Passage provided:
____
In June, Austin "Scott" Miller, the special-ops general chosen to be the 17th U.S. commander in Afghanistan, appeared before the Senate Armed Services Committee. Like so many of the generals who had preceded him, he suggested that he saw evidence of "progress" in the Afghan war, even if he refused to "guarantee you a timeline or an end date." Smart move, general!

As it happens, just over a week ago, he got a dose, up close and personal, of what the Afghan version of "progress" really means. He was visiting key American allies in the southern province of Kandahar when the "insider" attack of all insider attacks occurred. In the sort of event that's been going on since at least 2010, an ostensible ally, in this case a local member of the Afghan security forces who had evidently joined the Taliban, turned his gun on Kandahar's chief of police (a crucial powerbroker in the region), the local intelligence chief, and the provincial governor, killing the first two and wounding the third. In the process, he ensured that, with local leadership literally down the tubes, elections in Kandahar would be postponed for at least a week. Three Americans, including a brigadier general, were also wounded in the attack. (In 2014, an American major general was killed in just such an insider strike.) In one of the rarest acts for an American commander in memory, General Miller reportedly drew his sidearm as the bullets began to fly, but was himself untouched. Still, it was a striking reminder that, 17 years after the U.S. invaded that country, the Taliban are again riding high and represent the only forces making "progress" or "turning corners" in that country.

In a conflict with no end in sight that is now not only the longest in American history but more than four times as long as World War II, the "finest fighting force that the world has ever known" hasn't been able to discover a hint of victory anywhere. And that's something that could be said as well of the rest of its war on terror across the Greater Middle East and ever-expanding regions of Africa. Today, TomDispatchregular retired Air Force Lieutenant Colonel William Astore suggests that no great military stays at war for 17 years unless it is, in some sense, victorious. As a result, in his latest post, he explores just where, in our increasingly upside-down American world, evidence of such triumph might be found. Tom

Why American Leaders Persist in Waging Losing Wars
Hint: They're Winning in Other Ways
By William J. Astore

As America enters the 18th year of its war in Afghanistan and its 16th in Iraq, the war on terror continues in Yemen, Syria, and parts of Africa, including Libya, Niger, and Somalia. Meanwhile, the Trump administration threatens yet more war, this time with Iran. (And given these last years, just how do you imagine that's likely to turn out?) Honestly, isn't it time Americans gave a little more thought to why their leaders persist in waging losing wars across significant parts of the planet? So consider the rest of this piece my attempt to do just that.
____
Information provided:
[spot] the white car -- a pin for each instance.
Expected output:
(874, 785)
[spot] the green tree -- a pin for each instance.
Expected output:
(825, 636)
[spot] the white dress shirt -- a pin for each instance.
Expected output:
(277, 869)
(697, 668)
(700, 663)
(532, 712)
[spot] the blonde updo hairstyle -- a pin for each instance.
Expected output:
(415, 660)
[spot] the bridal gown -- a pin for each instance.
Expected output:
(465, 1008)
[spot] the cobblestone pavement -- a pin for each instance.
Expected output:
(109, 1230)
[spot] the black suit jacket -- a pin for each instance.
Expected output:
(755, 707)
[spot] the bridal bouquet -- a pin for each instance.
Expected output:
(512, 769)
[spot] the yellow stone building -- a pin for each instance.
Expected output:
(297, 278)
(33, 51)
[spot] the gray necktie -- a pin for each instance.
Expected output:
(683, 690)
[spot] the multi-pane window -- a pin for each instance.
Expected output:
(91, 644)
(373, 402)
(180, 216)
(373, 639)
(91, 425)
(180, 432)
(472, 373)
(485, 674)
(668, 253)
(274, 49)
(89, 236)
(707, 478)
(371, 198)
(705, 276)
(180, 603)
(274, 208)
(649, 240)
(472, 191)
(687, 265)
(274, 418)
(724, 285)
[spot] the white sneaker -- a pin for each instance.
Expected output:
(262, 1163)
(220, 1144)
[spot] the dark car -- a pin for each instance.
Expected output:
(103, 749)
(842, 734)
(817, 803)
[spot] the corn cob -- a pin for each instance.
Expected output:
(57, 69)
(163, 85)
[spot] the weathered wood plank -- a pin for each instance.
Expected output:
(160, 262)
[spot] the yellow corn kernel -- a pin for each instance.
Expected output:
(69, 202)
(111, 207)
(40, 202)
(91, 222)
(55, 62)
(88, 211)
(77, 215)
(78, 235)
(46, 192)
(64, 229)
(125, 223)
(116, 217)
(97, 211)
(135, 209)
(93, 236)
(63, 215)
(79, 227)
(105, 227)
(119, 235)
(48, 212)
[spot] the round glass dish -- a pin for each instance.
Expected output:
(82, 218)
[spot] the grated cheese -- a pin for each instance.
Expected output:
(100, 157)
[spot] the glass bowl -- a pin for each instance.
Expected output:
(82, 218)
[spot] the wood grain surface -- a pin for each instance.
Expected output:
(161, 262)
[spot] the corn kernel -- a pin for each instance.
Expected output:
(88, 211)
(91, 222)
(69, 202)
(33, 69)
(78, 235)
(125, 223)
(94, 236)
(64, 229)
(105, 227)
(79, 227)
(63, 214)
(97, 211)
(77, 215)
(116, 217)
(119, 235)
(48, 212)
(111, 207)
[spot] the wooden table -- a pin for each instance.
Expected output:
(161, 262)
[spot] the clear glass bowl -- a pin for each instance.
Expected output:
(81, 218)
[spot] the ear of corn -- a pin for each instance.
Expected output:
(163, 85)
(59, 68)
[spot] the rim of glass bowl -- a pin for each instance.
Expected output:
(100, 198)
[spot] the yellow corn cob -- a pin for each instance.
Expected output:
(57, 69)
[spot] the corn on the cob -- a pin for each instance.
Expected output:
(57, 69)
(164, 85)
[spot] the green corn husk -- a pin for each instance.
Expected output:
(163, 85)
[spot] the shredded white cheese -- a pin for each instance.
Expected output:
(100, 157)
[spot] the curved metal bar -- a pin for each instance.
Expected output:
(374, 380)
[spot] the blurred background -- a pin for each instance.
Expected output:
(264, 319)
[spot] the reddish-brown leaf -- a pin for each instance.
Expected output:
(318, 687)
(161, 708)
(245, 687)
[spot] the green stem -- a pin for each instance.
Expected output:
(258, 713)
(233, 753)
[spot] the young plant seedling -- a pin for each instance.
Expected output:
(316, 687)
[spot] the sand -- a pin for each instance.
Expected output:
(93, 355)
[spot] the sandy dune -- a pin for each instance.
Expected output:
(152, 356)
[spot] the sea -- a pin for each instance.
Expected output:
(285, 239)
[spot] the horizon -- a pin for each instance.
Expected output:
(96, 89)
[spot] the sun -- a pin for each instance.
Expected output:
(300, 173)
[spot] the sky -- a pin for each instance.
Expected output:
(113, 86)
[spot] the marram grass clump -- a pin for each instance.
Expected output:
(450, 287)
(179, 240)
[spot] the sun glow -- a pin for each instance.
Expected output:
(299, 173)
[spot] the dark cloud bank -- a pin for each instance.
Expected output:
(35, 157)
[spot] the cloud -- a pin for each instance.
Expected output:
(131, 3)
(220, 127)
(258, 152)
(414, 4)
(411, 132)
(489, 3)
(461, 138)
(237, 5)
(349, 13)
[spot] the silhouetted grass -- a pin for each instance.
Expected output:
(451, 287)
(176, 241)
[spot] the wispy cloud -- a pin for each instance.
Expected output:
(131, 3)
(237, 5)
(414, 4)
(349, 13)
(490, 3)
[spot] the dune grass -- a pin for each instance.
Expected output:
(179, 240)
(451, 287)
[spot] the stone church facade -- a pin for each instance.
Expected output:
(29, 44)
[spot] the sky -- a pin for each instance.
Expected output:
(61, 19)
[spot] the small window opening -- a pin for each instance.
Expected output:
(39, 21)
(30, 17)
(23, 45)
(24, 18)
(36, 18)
____
Set of tasks:
1. In the passage on the Afghan war, why does William Astore set out to look for evidence of American triumph? Answer in one to three sentences.
2. Transcribe the passage on the Afghan war word for word, from "Why American Leaders" to "do just that.".
3. Answer these from the passage on the Afghan war:
(a) Which number U.S. commander in Afghanistan was Austin "Scott" Miller chosen to be?
(b) In what year was an American major general killed in an insider strike?
(c) With which country is the Trump administration said to threaten yet more war?
This material has nothing to do with the text.

Full answers:
1. He holds that no great military stays at war for 17 years unless it is, in some sense, victorious. So he explores where, in an increasingly upside-down American world, evidence of such triumph might be found.

2.
Why American Leaders Persist in Waging Losing Wars
Hint: They're Winning in Other Ways
By William J. Astore

As America enters the 18th year of its war in Afghanistan and its 16th in Iraq, the war on terror continues in Yemen, Syria, and parts of Africa, including Libya, Niger, and Somalia. Meanwhile, the Trump administration threatens yet more war, this time with Iran. (And given these last years, just how do you imagine that's likely to turn out?) Honestly, isn't it time Americans gave a little more thought to why their leaders persist in waging losing wars across significant parts of the planet? So consider the rest of this piece my attempt to do just that.

3.
(a) The 17th.
(b) 2014.
(c) Iran.